* EXTRACTED MATERIAL:
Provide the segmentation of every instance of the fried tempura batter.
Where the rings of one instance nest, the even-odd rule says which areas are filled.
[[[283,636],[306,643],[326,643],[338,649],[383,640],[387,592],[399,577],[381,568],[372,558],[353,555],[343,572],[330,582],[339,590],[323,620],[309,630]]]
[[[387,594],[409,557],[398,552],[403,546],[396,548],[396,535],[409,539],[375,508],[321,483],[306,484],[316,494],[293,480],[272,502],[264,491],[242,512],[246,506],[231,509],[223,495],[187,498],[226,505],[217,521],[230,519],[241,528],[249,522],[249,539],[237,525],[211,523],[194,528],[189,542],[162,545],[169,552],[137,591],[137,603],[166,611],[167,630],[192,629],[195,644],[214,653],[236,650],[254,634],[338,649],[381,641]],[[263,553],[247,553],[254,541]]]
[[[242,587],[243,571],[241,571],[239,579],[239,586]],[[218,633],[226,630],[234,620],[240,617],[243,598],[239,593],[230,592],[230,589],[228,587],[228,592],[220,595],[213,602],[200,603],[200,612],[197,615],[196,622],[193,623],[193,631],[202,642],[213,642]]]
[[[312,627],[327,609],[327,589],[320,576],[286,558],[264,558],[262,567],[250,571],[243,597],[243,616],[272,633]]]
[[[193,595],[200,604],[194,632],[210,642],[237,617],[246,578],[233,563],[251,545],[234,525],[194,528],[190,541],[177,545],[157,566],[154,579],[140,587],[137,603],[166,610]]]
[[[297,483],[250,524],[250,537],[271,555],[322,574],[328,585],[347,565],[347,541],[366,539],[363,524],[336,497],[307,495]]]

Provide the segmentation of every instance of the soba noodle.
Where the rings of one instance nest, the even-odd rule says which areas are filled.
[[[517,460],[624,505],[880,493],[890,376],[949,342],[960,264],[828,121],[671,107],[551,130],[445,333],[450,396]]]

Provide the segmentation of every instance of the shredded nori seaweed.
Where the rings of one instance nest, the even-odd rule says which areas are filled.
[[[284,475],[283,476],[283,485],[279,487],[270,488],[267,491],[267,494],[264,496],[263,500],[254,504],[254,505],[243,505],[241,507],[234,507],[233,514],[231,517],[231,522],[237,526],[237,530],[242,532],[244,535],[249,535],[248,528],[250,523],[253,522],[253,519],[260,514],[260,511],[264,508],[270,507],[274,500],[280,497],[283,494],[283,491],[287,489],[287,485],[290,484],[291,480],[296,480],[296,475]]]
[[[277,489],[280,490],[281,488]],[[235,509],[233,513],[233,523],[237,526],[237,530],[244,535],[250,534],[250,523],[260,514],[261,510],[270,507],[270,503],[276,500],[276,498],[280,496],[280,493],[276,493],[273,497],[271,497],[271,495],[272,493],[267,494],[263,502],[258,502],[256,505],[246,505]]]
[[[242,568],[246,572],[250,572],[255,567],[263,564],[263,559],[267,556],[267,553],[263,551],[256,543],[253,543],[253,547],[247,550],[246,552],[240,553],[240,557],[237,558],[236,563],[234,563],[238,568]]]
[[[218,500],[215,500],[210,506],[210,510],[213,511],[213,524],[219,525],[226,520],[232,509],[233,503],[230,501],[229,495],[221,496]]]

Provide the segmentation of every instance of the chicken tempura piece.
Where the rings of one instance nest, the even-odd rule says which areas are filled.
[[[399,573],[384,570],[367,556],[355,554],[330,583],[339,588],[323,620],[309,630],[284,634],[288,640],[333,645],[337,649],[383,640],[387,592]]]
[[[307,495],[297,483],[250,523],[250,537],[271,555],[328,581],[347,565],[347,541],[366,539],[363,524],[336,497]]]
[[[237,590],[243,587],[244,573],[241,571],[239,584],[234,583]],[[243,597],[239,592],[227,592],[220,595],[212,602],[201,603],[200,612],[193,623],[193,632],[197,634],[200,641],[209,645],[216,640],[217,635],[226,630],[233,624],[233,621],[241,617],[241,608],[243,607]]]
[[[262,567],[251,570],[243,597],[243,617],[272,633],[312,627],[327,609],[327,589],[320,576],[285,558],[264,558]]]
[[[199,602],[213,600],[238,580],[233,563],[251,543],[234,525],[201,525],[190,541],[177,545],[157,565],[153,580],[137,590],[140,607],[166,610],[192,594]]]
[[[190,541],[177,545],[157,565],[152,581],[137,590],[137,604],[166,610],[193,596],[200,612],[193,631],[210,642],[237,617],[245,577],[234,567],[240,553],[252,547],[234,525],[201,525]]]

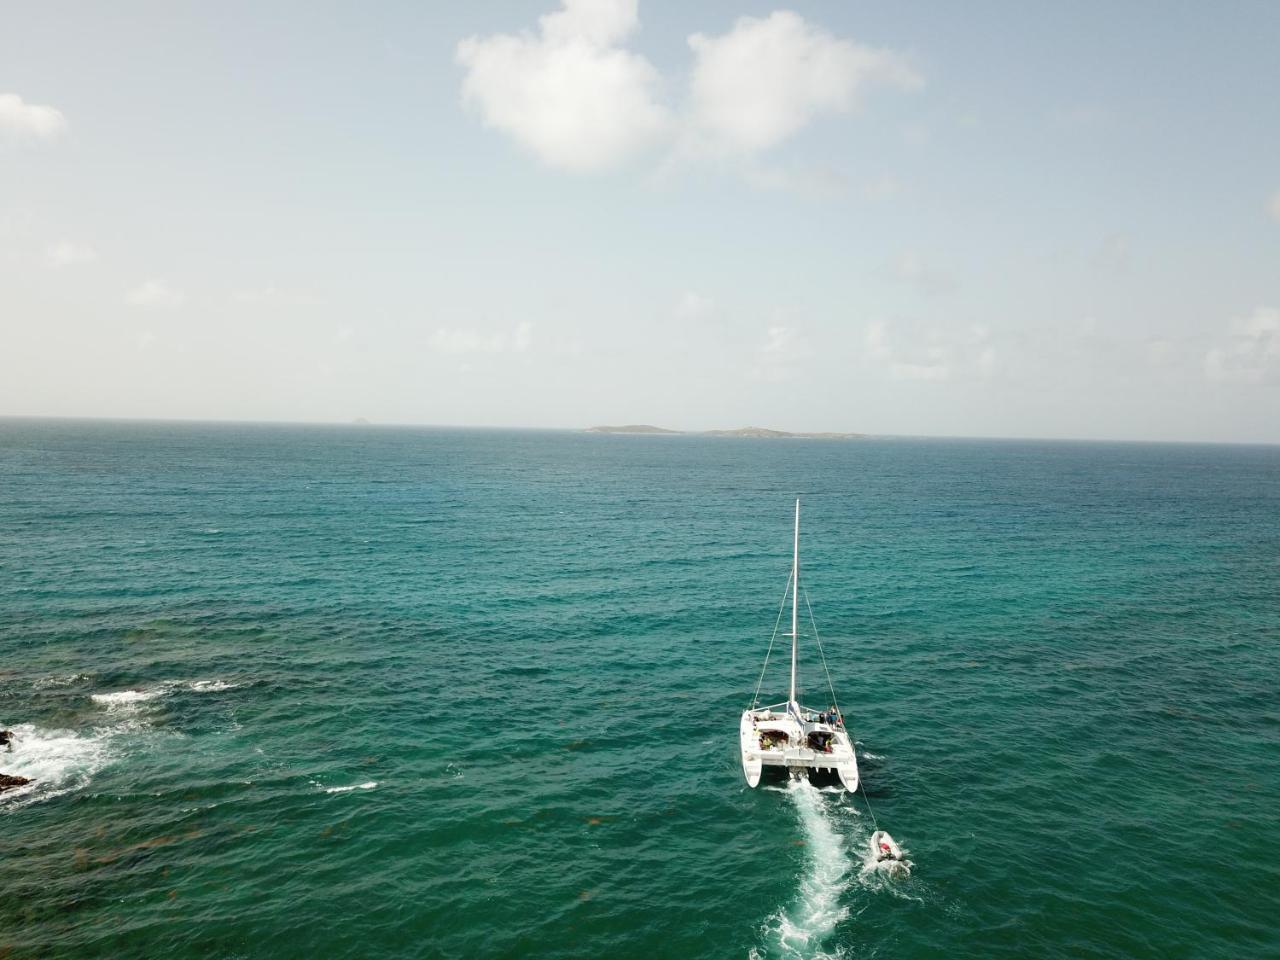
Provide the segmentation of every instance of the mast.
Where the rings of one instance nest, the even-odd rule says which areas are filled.
[[[788,703],[796,702],[796,640],[799,636],[799,607],[797,601],[800,594],[800,498],[796,497],[796,537],[795,556],[791,561],[791,698]]]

* WHAT YOU HAVE TO DO: If a line of the material contains the string "every", count it; give only the total.

* SOLUTION TO THE EXERCISE: 5